Skip to content

Data Engineering with Tova

A reference guide for building data pipelines in Tova. Covers the Table data model, column expressions, pipeline design, I/O patterns, data cleaning, aggregation, AI enrichment, joining, validation, and migrating scripts into full-stack applications.

Table Deep Dive

Storage Model

Tables are Tova's primary data structure for tabular data. A Table is a collection of typed, named columns stored in columnar format.

tova
// From a literal array
table = Table([
  { name: "Alice", age: 30, active: true },
  { name: "Bob", age: 25, active: false }
])

// From a file
table = read("data.csv")

// From a URL
table = read("https://api.example.com/data.json")

// From a database query
table = read(db, "SELECT * FROM users")

Properties

tova
table.rows       // Number of rows (Int)
table.columns    // Column names ([String])
table.shape      // [rows, columns]

Immutability

Every table operation returns a new table. The original is never modified:

tova
original = read("data.csv")
cleaned = original |> dropNil(.id)    // New table — original unchanged
sorted = cleaned |> sortBy(.name)     // New table — cleaned unchanged

This makes pipelines safe and composable: you can branch from any intermediate step.

Performance Characteristics

  • Column-oriented: Aggregations over single columns are fast
  • Lazy evaluation: Pipeline steps are chained and evaluated together
  • Cached in data blocks: Named pipelines compute once, then cache
  • Immutable: No in-place mutation, but internal sharing of unchanged columns

Column Expressions

How .column Works

Column expressions use dot-prefixed names to reference columns:

tova
table |> where(.age > 30)

○ ○ ○ ○ ○

Stated task 1
Answer these questions about the Tova data engineering guide:
(a) What does the `table.shape` property give?
(b) According to the guide, what happens to the original table when a table operation runs on it?
(c) How do column expressions refer to columns?
Stated task 2
The Tova data engineering guide shows several sources a Table can be built from. List each one.
Stated task 3
Pick up the Tova data engineering guide after its last line and keep writing in the same style.

Stored data

○ ○ ○ ○ ○

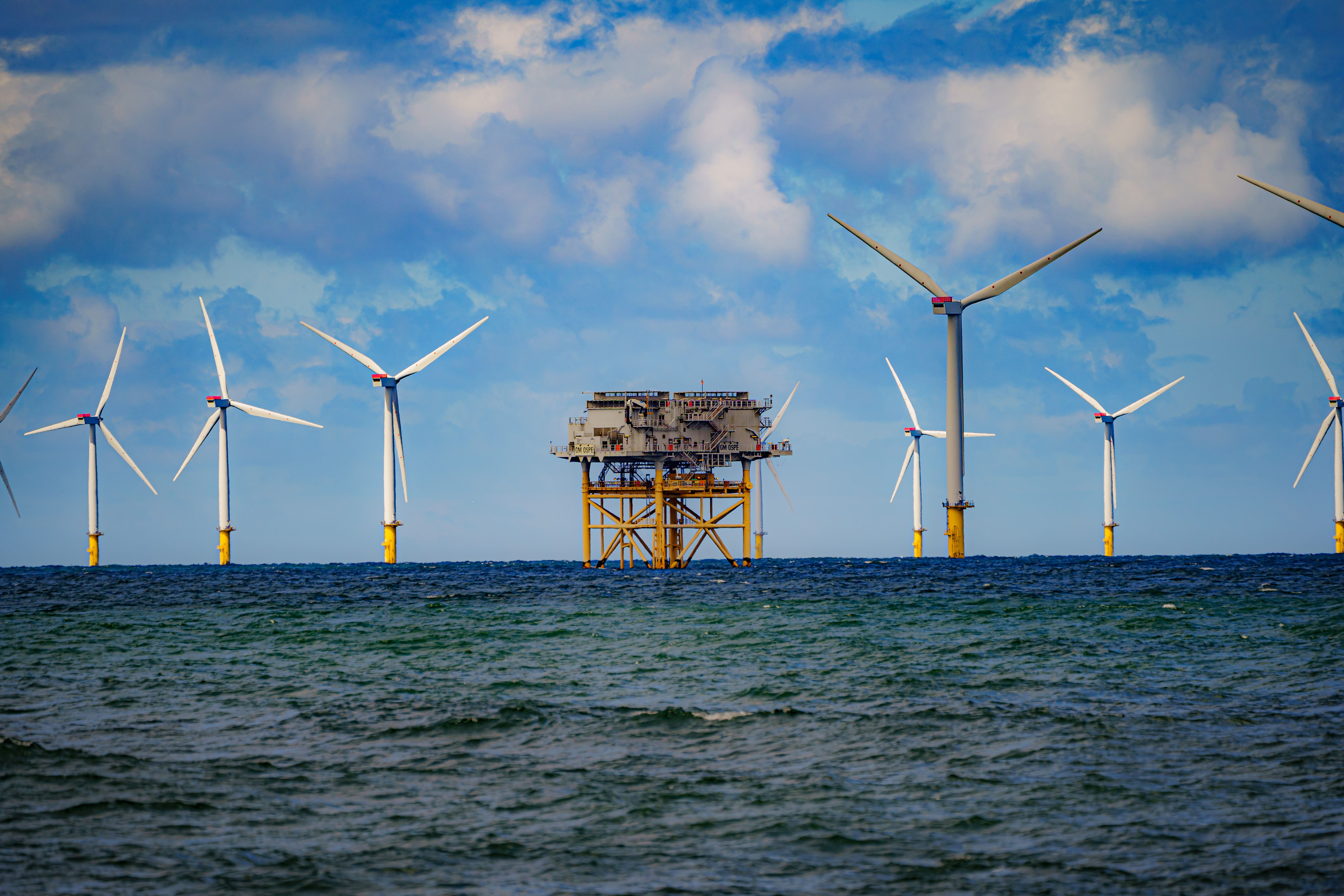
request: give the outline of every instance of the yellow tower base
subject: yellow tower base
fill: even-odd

○ ○ ○ ○ ○

Output 1
(a) It gives `[rows, columns]`.
(b) The original is never modified, because every table operation returns a new table.
(c) They use dot-prefixed names.

Output 2
- A literal array
- A file
- A URL
- A database query

Output 3
table |> select(.name, .email)
table |> sortBy(.created_at, desc: true)

Inside derive(), where(), agg(), window(), and other table operations, .column_name compiles to a row-level accessor function. The expression .age > 30 becomes fn(row) row.age > 30.

Complex Expressions

Column expressions support full Tova operations:

tova
// String operations on columns
table |> derive(.name = .name |> trim() |> upper())
table |> where(.email |> lower() |> contains("@gmail"))

// Arithmetic
table |> derive(.total = .quantity * .price)
table |> derive(.margin = (.price - .cost) / .price * 100.0)

// Conditional
table |> derive(.tier = match .spend {
  s if s > 1000 => "premium"
  s if s > 100 => "standard"
  _ => "basic"
})

// Combining columns
table |> derive(.full_name = "{.first_name} {.last_name}")
table |> where(.start_date <= Date.now() and .end_date >= Date.now())

Column References Across Operations

After a join(), columns from both tables are available:

tova
orders |> join(products, left: .product_id, right: .product_id)
  |> derive(.total = .quantity * .price)  // .quantity from orders, .price from products

After rename(), use the new name:

tova
table |> rename("old_name", "new_name")
  |> where(.new_name > 0)  // Use .new_name, not .old_name

Pipeline Design

Layering

Structure pipelines in layers, each with a single responsibility:

Raw → Clean → Transform → Aggregate → Enrich
tova
data {
  // Layer 1: Raw input
  source raw = read("orders.csv")

  // Layer 2: Clean
  pipeline clean = raw
    |> dropNil(.customer_id)
    |> dropDuplicates(by: .order_id)
    |> cast(.price, Float)
    |> derive(.status = .status |> upper() |> trim())

  // Layer 3: Transform
  pipeline with_totals = clean
    |> derive(.total = .quantity * .price)
    |> where(.total > 0)

  // Layer 4: Aggregate
  pipeline summary = with_totals
    |> groupBy(.category)
    |> agg(
      orders: count(),
      revenue: sum(.total),
      avg_order: mean(.total)
    )

  // Layer 5: Enrich
  pipeline enriched = with_totals
    |> derive(.segment = fast.classify("Order: ${.total}", ["small", "medium", "large"]))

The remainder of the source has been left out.